- [EXERCISE DETAILS]:
Nothing is needed except the lines below that run from the one with "of the clear" through the one with "of the picnic", repeated exactly.

- [AVAILABLE DATA]:
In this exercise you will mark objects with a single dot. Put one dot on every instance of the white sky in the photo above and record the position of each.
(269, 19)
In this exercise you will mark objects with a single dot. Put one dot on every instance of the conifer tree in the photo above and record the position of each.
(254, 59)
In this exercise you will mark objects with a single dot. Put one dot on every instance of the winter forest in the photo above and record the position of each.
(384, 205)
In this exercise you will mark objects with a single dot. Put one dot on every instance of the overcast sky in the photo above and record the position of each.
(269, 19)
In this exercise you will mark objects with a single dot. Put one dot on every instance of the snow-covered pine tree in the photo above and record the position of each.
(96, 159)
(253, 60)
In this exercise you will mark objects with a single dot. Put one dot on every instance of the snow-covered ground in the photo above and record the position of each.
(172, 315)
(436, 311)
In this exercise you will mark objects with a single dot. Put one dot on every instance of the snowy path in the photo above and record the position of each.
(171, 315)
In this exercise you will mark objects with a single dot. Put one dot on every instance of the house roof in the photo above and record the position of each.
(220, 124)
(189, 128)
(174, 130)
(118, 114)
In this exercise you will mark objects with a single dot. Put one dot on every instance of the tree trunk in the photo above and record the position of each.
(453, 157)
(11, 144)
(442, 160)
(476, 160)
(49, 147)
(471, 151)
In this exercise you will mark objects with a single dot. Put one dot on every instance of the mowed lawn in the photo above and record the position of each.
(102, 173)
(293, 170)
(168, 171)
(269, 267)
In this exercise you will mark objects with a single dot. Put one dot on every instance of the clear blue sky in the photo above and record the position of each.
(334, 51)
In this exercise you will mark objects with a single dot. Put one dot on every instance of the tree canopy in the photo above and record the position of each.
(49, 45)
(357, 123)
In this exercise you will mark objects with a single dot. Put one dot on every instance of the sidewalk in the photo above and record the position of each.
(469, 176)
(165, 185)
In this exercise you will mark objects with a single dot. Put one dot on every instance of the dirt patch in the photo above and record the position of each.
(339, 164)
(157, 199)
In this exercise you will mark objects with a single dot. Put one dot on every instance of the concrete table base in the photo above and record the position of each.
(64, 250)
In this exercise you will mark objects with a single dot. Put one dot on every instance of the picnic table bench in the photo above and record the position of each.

...

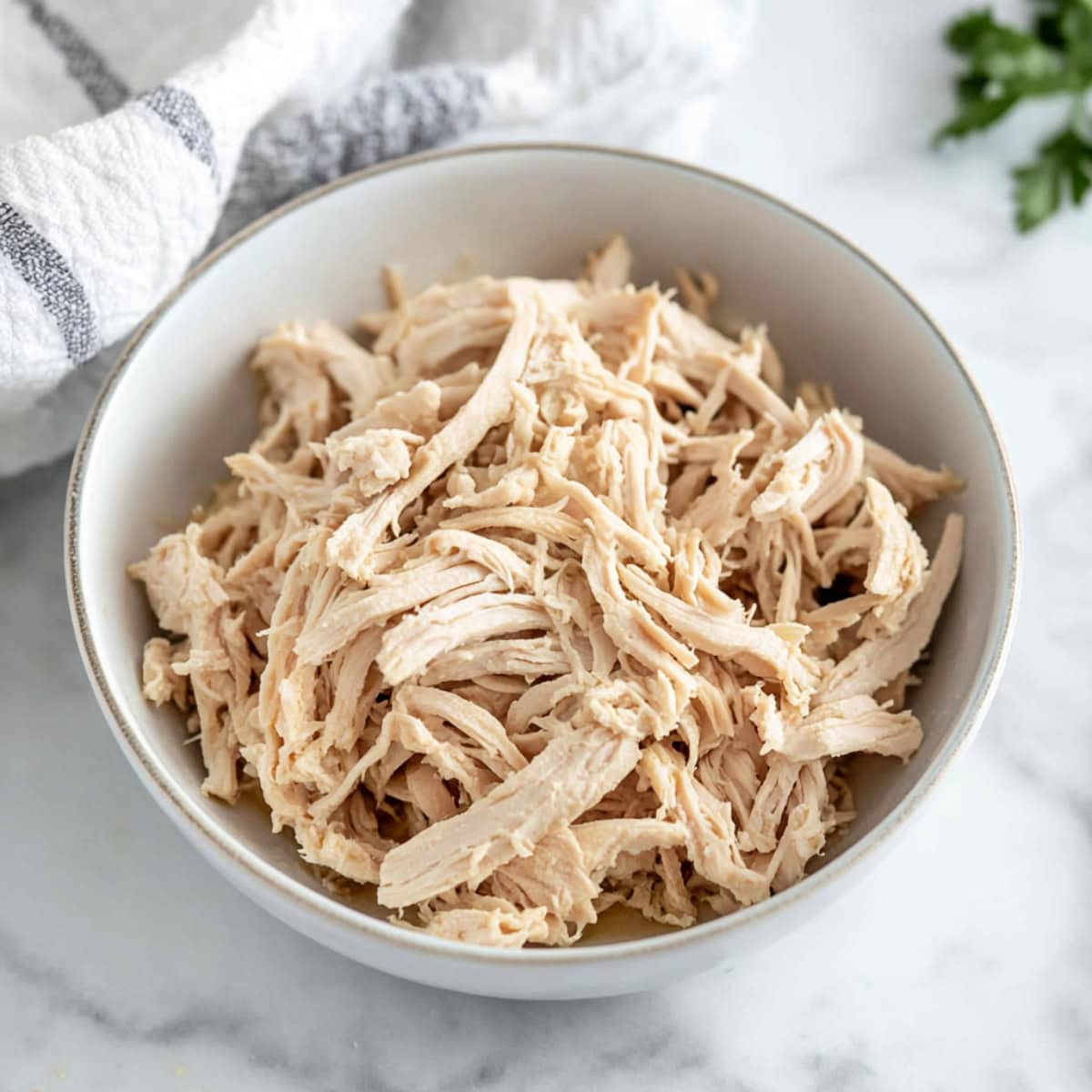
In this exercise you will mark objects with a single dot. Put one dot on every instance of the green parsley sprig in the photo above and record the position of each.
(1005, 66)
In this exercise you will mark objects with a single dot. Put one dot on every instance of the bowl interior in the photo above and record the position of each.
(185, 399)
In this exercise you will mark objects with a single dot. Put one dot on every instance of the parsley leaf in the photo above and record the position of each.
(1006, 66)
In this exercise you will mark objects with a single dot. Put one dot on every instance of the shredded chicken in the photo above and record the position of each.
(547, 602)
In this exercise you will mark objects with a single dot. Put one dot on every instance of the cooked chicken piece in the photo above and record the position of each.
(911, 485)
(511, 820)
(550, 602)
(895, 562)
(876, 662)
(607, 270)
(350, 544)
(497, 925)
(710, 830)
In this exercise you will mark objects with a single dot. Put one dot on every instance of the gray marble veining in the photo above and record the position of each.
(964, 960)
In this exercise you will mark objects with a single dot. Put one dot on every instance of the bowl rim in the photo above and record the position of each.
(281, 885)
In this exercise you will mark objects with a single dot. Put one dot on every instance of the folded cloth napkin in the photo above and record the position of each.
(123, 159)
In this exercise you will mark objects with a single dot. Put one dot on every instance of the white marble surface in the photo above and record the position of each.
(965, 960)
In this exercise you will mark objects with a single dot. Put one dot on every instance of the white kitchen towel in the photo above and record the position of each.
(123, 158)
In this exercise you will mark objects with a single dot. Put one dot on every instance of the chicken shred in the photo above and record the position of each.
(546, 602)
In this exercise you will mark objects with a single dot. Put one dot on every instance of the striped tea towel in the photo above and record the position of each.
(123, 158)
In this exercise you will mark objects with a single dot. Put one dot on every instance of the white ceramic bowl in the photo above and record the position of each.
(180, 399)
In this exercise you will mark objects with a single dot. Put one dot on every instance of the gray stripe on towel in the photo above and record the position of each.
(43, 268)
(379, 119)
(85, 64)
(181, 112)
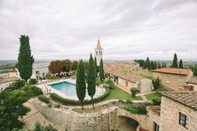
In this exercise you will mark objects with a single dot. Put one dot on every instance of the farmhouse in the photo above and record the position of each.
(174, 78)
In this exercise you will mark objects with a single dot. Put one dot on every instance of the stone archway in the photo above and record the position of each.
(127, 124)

- [SOLUTION]:
In this exercise you will mark objects with a single dot. Put one dot on every instance of the clear blue sky in the photo above and record the position of each.
(334, 51)
In this exercise you will mark objects with a single dot. Put one dot on every instance of the tree canopy in the photo above and record the position of each.
(49, 45)
(357, 123)
In this exercise you will mark objects with a single dot. Put one dot on every instance of the sidewalk in the photo above and record the position of each.
(469, 176)
(165, 185)
In this exercise you will mark objects with a single dot. Put one dot on every instance of the dirt patch in the photo above and record the position of each.
(339, 164)
(157, 199)
In this exercise you will mark objects with a single dot. Put one dot on every instance of the concrete table base in the photo above and record the position of each.
(64, 250)
In this exercise you will mark objects with a single dot. Put one dot on every instance of the picnic table bench in the photo above and record the position of each.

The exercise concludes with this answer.